* [Problems and tasks]
1 – Translate this sentence from the passage about the train ride to Kaoshiung into Spanish: Although not decided at the time it looked like the trains would be built by the same company that makes Japanese Shinkansen "bullet" trains.
2 – Continue the passage about the train ride to Kaoshiung, picking up right after its final sentence.

* [Excerpted text]
The "express" train takes 5 hours; however, construction was
already underway on a high speed express train which will, wen completed, take
only 90 minutes. That did us no good on this trip, but I like the idea and am
anxious to see it completed. Although not decided at the time it looked like
the trains would be built by the same company that makes Japanese Shinkansen
"bullet" trains.
Although I didn't like having to kill 5 hours on the train,
I did finally sit down and crack the spine on Michael Palin's Hemingway
Adventure. While not really enthralled by the "exotic" places in
Hemingway's life (such as Chicago, Michigan and Key West) it's an enjoyable
read nonetheless and I made good progress through the book before we arrived in
Kaoshiung at noon.

* [Data records]
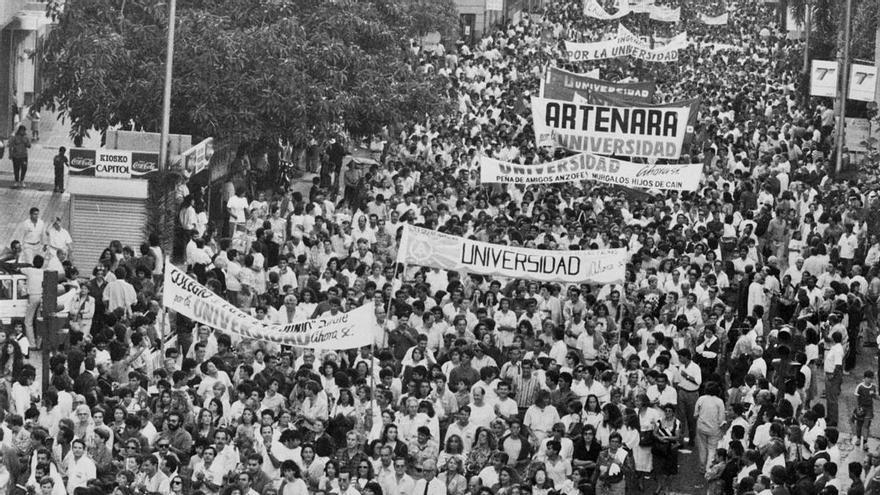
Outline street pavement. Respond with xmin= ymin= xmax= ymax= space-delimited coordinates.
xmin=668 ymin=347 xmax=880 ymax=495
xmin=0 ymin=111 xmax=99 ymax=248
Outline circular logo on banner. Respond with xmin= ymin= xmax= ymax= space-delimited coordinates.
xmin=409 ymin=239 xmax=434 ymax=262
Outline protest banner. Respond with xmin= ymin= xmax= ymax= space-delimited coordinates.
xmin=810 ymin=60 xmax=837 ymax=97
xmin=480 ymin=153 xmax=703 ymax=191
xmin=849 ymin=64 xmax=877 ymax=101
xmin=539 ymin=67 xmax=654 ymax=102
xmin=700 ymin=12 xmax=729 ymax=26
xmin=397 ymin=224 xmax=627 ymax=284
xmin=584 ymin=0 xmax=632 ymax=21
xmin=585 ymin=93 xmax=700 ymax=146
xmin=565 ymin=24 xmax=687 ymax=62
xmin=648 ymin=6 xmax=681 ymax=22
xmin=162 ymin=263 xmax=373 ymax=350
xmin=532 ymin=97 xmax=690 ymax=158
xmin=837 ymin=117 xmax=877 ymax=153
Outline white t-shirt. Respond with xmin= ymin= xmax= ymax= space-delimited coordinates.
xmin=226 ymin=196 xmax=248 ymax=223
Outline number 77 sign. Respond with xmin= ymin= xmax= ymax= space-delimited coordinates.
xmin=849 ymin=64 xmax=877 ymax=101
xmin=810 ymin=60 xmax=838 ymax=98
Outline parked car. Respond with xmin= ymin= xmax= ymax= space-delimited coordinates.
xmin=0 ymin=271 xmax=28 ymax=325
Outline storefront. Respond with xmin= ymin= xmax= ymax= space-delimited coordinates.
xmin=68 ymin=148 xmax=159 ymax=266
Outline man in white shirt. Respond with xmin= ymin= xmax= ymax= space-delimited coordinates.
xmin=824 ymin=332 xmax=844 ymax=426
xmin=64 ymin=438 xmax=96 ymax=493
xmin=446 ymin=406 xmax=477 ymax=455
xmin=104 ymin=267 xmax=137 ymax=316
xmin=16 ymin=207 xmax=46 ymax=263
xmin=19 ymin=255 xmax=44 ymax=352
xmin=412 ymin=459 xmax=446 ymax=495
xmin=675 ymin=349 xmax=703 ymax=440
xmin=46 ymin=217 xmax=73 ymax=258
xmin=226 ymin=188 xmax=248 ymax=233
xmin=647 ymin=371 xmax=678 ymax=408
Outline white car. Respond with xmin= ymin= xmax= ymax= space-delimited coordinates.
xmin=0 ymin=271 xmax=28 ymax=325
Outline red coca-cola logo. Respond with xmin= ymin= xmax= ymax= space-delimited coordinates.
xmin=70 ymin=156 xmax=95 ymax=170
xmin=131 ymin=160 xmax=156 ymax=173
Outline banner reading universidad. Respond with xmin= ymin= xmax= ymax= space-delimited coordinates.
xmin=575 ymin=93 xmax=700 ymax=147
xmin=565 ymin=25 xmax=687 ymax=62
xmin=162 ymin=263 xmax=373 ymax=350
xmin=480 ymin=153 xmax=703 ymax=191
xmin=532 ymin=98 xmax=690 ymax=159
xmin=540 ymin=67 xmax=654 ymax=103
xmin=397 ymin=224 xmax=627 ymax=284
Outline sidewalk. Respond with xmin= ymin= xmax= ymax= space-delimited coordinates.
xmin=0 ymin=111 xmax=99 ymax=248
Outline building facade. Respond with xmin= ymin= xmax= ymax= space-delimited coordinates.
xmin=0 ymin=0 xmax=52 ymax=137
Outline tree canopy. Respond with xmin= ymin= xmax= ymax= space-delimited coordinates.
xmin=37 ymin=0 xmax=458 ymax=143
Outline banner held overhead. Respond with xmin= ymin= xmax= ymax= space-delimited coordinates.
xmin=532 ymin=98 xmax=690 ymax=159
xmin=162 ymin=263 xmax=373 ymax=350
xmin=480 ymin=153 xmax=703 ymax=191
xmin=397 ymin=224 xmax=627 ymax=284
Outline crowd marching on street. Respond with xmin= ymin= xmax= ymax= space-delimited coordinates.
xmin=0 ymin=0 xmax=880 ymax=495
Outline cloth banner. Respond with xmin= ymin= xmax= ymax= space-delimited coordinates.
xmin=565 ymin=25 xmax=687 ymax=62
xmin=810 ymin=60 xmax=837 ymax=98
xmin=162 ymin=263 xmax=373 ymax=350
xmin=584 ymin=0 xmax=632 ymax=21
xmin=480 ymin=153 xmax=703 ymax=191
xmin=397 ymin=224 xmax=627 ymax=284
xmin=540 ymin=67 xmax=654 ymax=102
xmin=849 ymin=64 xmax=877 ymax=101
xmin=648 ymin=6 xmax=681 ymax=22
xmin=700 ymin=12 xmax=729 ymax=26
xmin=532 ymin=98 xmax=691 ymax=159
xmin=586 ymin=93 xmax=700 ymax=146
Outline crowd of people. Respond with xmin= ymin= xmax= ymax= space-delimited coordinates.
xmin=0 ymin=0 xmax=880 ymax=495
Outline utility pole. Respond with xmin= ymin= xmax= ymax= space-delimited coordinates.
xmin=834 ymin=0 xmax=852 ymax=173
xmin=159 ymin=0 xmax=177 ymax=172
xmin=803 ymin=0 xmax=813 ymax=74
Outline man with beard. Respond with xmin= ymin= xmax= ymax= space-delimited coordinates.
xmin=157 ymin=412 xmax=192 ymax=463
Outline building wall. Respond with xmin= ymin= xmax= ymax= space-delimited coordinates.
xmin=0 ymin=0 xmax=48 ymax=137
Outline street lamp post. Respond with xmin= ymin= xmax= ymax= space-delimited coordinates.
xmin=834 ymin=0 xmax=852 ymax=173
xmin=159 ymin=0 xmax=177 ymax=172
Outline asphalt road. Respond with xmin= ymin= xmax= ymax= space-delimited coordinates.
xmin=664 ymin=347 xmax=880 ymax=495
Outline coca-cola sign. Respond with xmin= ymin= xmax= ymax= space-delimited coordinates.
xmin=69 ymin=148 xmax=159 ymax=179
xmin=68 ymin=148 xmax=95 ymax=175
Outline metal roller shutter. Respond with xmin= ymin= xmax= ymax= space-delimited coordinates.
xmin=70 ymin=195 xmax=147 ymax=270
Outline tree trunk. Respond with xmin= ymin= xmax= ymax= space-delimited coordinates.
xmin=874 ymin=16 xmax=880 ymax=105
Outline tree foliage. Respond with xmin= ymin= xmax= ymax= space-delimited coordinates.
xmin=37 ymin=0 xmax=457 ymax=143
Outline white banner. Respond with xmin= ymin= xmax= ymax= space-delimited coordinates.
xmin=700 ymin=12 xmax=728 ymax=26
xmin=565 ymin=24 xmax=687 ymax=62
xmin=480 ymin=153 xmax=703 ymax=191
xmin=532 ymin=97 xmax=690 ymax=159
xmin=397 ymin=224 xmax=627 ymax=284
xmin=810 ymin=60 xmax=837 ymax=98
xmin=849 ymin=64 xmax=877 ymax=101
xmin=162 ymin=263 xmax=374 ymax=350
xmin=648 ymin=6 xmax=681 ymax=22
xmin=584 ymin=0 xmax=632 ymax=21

* [Task results]
1 – Aunque en ese momento no estaba decidido, parecía que los trenes los construiría la misma empresa que fabrica los trenes "bala" Shinkansen japoneses.

2 –
The Lonely Planet travel guide hasn't got much to
recommend seeing in Kaoshiung and I could easily see why. It's a crowded
industrial town with little time for tourism. Traffic was awful, perhaps worse
than Taipei. I never thought I'd say this but: Taipei drivers seem to have a
greater respect for traffic control devices.
My suspicion, confirmed by Chu-Wan, is that Kaoshiung is
much like Taipei 15 years ago. Prosperity hasn't yet brought that desire for
urban upclassing that all cities seem to go through.
There comes that day in any city's history when someone
says, "We all live here, now it's time to make it a home we can be proud off."
The question remains, as always, is whose vision of what
makes a city to be proud of will prevail?
The process had begun, though. I read in the paper that
Kaoshiung would be accepting bids in a month's time for the development of
their own high-speed subway similar to Taipei's. Not a moment too soon based on
their traffic!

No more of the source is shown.